AIM OF THE EXERCISE
Starting with the line that contains "point_to(query) returns, for every instance of the beige throw" and going on through the line that contains "pixel 147 324", write those lines of the material out again with "beige" swapped for "cream" and everything else unchanged. Give only those lines.

ENTRIES

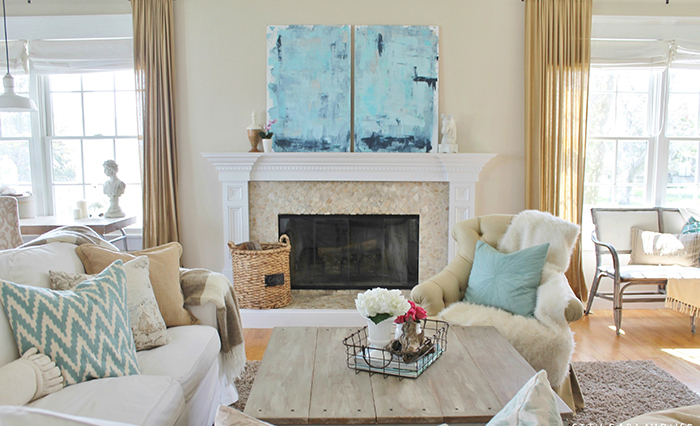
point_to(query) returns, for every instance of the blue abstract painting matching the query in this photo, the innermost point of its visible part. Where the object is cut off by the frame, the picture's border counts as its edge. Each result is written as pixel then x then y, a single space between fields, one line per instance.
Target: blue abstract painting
pixel 308 87
pixel 396 88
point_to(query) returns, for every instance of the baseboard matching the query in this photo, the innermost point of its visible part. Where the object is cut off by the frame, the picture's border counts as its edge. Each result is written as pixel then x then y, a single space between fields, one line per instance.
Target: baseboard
pixel 269 318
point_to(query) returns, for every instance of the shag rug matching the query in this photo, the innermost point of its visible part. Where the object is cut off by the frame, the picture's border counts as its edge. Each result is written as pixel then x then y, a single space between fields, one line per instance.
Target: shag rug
pixel 614 391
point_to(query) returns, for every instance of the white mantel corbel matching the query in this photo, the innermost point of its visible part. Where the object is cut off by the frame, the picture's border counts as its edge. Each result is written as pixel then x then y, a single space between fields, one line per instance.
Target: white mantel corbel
pixel 235 170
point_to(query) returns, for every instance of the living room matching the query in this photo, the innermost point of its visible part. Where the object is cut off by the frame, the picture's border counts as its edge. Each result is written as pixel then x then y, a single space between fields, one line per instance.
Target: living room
pixel 220 77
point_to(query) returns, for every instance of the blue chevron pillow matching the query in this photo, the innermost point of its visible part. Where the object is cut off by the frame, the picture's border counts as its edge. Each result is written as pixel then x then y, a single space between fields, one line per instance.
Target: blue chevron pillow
pixel 86 331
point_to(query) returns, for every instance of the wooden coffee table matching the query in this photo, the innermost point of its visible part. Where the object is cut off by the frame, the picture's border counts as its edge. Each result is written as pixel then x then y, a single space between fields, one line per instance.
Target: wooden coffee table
pixel 303 379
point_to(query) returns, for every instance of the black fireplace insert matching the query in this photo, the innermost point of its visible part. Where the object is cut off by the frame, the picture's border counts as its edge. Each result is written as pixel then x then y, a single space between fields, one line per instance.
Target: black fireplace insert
pixel 352 251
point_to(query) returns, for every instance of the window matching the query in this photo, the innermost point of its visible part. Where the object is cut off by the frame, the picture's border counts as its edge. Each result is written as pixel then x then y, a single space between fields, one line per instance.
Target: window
pixel 619 137
pixel 85 120
pixel 15 137
pixel 643 137
pixel 683 134
pixel 92 119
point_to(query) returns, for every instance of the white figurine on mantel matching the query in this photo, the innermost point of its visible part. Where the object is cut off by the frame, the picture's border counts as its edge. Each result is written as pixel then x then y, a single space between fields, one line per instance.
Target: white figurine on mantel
pixel 113 188
pixel 449 135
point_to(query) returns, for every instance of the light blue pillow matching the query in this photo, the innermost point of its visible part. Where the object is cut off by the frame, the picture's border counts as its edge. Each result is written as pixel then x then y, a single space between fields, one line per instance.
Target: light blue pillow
pixel 86 332
pixel 507 281
pixel 691 227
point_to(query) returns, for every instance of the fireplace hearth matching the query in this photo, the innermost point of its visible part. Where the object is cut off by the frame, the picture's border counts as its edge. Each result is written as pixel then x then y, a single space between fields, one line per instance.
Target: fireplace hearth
pixel 352 251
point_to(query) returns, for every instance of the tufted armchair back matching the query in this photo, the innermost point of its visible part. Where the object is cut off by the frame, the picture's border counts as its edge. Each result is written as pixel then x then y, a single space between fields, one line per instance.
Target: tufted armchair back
pixel 10 236
pixel 450 284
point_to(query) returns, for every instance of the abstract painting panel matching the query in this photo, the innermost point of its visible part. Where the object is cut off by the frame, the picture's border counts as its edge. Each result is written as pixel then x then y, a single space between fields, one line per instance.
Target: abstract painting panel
pixel 308 86
pixel 396 88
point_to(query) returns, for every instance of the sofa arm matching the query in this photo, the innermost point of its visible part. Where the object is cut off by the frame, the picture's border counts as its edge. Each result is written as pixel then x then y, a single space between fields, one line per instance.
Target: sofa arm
pixel 443 289
pixel 199 297
pixel 206 313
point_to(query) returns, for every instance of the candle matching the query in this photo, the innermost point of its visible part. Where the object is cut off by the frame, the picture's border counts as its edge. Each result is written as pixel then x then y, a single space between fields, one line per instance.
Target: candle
pixel 82 205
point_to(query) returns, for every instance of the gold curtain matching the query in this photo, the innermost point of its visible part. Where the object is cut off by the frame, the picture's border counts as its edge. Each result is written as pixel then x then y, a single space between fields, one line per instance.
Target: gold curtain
pixel 153 63
pixel 557 63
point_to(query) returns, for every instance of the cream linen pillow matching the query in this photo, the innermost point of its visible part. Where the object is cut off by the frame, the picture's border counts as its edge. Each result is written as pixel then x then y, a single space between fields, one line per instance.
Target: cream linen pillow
pixel 146 321
pixel 653 248
pixel 164 273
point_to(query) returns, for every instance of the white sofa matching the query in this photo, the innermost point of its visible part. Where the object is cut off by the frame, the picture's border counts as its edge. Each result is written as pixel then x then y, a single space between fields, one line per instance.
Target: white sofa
pixel 179 382
pixel 613 248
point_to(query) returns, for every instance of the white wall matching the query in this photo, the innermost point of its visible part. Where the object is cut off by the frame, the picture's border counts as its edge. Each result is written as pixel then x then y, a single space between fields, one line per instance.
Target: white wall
pixel 220 79
pixel 220 56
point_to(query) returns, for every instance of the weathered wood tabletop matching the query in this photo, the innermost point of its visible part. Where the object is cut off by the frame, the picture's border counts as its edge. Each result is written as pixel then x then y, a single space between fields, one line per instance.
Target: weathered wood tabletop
pixel 303 379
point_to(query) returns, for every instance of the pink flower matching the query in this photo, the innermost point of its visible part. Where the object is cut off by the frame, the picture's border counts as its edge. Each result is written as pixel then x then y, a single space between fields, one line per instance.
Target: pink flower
pixel 414 313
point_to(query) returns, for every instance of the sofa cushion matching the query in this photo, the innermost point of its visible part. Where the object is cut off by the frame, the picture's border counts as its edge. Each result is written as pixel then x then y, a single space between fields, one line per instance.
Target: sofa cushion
pixel 27 416
pixel 654 248
pixel 30 266
pixel 147 323
pixel 692 226
pixel 138 400
pixel 164 271
pixel 85 332
pixel 187 358
pixel 534 404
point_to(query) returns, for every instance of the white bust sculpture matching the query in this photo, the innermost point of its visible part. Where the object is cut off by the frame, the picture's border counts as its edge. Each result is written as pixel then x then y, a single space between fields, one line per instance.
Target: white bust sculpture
pixel 449 130
pixel 113 188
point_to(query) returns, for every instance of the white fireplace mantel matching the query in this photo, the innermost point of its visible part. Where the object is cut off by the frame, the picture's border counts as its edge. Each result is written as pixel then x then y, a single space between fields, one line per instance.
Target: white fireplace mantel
pixel 235 170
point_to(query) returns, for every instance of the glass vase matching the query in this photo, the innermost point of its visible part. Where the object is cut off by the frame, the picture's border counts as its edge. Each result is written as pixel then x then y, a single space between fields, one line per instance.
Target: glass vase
pixel 379 335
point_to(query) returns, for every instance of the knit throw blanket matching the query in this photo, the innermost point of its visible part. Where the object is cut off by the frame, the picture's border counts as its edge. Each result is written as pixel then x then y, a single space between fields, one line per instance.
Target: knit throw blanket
pixel 201 286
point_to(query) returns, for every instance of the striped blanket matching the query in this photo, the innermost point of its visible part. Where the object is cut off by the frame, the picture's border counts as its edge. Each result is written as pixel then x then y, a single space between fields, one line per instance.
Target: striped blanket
pixel 201 286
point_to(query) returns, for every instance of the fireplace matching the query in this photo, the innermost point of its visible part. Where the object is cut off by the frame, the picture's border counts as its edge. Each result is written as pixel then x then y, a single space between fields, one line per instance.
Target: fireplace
pixel 257 187
pixel 352 251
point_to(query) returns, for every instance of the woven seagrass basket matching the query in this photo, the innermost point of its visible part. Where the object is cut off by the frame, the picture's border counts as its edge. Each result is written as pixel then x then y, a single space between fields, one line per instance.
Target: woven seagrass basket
pixel 261 277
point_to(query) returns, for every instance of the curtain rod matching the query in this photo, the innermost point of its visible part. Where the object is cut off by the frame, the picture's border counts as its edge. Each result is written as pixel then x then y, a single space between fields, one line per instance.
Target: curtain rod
pixel 520 0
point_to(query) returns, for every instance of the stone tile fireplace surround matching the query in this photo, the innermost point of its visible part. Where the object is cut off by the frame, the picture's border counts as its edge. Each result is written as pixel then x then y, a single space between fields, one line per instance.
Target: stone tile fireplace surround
pixel 256 187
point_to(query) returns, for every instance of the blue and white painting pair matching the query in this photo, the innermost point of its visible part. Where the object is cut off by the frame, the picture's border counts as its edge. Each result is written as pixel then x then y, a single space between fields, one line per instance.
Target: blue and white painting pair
pixel 395 88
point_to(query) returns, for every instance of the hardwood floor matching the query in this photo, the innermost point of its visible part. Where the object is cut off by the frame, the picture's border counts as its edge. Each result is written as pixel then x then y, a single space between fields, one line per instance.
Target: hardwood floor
pixel 660 335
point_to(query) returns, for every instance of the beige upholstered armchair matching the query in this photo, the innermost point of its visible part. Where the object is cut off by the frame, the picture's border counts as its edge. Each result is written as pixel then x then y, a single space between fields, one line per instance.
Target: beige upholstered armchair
pixel 450 284
pixel 544 340
pixel 10 236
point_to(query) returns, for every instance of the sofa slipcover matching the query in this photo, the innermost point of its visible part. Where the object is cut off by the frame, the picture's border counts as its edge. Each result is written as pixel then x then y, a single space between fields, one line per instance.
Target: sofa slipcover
pixel 139 400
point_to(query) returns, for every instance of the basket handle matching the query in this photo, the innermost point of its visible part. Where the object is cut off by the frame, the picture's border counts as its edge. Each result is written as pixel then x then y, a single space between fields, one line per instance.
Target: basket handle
pixel 284 239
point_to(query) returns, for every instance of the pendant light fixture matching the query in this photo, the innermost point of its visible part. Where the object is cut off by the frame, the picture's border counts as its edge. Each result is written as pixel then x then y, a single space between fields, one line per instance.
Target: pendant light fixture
pixel 10 101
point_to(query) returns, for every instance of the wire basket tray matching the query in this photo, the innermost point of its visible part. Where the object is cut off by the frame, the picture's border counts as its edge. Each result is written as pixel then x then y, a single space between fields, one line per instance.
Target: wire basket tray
pixel 361 357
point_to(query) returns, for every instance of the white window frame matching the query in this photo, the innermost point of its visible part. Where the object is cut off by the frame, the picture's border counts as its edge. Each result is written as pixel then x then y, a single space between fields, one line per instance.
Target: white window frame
pixel 56 28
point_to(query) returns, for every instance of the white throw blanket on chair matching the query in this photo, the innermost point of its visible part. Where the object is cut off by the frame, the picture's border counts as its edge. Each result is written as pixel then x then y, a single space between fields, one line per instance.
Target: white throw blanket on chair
pixel 545 341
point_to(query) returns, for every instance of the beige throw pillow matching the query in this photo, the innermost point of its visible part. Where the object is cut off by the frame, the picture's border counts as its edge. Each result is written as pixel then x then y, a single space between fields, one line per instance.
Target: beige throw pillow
pixel 654 248
pixel 164 273
pixel 147 324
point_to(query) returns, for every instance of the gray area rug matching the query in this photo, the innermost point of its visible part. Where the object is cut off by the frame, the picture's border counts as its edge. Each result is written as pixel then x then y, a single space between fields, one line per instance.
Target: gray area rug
pixel 614 391
pixel 619 390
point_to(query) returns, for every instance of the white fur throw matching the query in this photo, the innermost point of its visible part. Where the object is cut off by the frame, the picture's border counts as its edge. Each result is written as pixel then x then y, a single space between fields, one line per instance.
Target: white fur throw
pixel 545 341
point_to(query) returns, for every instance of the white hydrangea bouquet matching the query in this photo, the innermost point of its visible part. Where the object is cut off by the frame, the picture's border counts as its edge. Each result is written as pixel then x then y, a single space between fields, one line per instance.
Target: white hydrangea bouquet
pixel 380 304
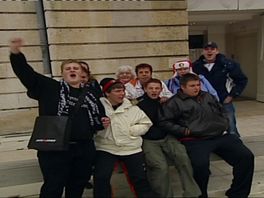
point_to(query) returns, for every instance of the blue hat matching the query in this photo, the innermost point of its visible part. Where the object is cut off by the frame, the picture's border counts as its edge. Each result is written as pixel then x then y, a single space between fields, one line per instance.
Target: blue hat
pixel 210 44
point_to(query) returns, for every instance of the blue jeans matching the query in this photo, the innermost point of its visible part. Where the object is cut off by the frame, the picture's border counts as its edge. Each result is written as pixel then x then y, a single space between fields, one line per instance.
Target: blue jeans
pixel 230 113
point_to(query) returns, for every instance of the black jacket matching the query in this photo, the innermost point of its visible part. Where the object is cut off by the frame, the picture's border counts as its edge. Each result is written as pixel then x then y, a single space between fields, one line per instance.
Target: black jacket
pixel 202 115
pixel 47 92
pixel 151 108
pixel 218 76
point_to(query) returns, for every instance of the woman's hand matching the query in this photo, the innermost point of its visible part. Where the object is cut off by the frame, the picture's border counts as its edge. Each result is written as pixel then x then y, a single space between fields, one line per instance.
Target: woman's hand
pixel 106 121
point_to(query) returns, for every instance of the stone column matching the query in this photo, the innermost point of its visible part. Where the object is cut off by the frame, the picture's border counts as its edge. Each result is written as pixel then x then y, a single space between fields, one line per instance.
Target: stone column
pixel 260 60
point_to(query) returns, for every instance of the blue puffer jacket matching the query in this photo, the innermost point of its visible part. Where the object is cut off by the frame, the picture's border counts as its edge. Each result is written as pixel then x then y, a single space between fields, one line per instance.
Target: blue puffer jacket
pixel 222 70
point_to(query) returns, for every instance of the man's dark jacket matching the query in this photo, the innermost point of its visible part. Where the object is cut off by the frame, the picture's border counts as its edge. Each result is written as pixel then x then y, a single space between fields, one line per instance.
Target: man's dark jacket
pixel 151 108
pixel 202 115
pixel 218 76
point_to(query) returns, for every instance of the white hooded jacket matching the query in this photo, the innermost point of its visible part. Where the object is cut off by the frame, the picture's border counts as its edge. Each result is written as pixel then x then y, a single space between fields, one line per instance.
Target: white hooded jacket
pixel 123 136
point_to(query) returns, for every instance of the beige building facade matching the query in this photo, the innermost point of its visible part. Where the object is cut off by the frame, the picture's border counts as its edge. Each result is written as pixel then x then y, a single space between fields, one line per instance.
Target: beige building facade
pixel 237 27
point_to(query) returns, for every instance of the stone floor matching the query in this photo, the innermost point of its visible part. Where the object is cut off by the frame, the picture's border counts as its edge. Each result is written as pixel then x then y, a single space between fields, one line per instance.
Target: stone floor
pixel 250 121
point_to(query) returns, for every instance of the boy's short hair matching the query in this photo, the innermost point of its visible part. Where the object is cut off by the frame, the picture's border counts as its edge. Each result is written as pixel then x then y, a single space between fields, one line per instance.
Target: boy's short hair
pixel 108 84
pixel 68 62
pixel 188 77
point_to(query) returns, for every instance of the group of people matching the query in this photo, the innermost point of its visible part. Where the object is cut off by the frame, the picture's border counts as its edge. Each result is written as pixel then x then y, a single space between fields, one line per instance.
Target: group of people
pixel 142 122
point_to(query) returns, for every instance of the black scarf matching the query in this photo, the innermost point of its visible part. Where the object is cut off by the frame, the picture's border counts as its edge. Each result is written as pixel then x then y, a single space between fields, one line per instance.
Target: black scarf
pixel 90 103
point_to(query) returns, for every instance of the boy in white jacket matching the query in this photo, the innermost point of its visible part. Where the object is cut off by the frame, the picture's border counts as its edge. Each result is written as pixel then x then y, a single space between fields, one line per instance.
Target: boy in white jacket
pixel 121 140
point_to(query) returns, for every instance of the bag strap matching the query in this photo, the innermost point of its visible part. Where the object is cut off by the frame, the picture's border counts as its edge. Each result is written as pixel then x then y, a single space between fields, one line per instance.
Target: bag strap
pixel 78 103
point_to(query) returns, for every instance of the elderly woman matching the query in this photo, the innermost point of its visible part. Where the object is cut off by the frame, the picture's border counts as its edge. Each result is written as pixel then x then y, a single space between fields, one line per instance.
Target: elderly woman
pixel 125 73
pixel 69 169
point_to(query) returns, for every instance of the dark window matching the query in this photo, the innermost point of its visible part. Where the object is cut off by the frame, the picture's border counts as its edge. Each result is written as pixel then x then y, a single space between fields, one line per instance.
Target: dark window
pixel 196 41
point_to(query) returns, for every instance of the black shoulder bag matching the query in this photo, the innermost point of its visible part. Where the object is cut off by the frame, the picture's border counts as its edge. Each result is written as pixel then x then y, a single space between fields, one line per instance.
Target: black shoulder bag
pixel 52 133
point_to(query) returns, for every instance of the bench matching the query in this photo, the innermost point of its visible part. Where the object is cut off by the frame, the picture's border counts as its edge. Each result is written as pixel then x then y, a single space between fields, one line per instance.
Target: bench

IN RESPONSE
point_to(query) returns, for every instance of the cream throw pillow matching the query in this photo, the innermost point of its visible part. Where the object is cut off by the frame, the picture's border counts as its edge. Each result is written as pixel then x then y, a single space between fields, one line per instance.
Target: cream throw pillow
pixel 654 248
pixel 164 273
pixel 147 324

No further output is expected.